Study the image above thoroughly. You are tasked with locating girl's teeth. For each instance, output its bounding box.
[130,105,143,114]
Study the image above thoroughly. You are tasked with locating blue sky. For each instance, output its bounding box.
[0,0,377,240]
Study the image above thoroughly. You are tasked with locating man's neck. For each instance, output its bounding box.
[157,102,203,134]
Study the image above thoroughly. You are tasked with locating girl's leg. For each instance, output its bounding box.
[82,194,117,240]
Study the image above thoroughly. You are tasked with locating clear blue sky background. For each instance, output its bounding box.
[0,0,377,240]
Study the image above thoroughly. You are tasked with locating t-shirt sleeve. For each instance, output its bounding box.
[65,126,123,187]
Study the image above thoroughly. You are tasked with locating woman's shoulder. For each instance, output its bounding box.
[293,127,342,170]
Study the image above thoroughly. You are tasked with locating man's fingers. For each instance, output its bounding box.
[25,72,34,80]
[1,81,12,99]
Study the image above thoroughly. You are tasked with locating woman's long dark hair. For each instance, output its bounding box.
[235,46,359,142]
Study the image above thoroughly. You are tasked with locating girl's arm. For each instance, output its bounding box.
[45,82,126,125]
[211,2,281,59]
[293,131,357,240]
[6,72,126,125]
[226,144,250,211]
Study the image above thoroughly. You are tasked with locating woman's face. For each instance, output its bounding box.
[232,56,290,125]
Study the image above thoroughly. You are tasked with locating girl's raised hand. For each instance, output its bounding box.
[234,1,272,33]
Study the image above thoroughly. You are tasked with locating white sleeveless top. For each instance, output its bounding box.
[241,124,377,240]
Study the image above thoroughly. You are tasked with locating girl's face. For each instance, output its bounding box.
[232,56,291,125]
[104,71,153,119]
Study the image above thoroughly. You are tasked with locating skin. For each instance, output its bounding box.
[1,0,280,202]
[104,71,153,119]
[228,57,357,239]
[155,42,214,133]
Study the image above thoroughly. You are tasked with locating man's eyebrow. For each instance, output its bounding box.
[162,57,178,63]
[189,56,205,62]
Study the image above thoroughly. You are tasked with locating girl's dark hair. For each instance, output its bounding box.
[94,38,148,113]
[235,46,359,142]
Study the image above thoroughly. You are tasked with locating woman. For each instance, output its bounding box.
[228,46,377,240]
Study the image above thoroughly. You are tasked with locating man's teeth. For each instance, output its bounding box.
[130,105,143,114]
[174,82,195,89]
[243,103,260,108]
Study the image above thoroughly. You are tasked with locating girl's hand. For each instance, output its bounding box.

* Task statement:
Please select every line in the rows above that contains the string "face", treating it as case-sensitive.

* Output for this exercise:
Study the image above thoroughly. You are tasked with locating woman's face. For each instance, output its bounding box.
Study the image above thoroughly. You are tasked with locating girl's face. For each instance, output its bounding box.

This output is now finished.